About this exercise
Track down each line below containing the string "white" and copy it.

Data provided

[Start of section]

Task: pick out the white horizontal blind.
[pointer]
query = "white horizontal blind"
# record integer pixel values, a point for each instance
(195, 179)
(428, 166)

[End of section]

Response
Task: pick out the white horizontal blind.
query = "white horizontal blind"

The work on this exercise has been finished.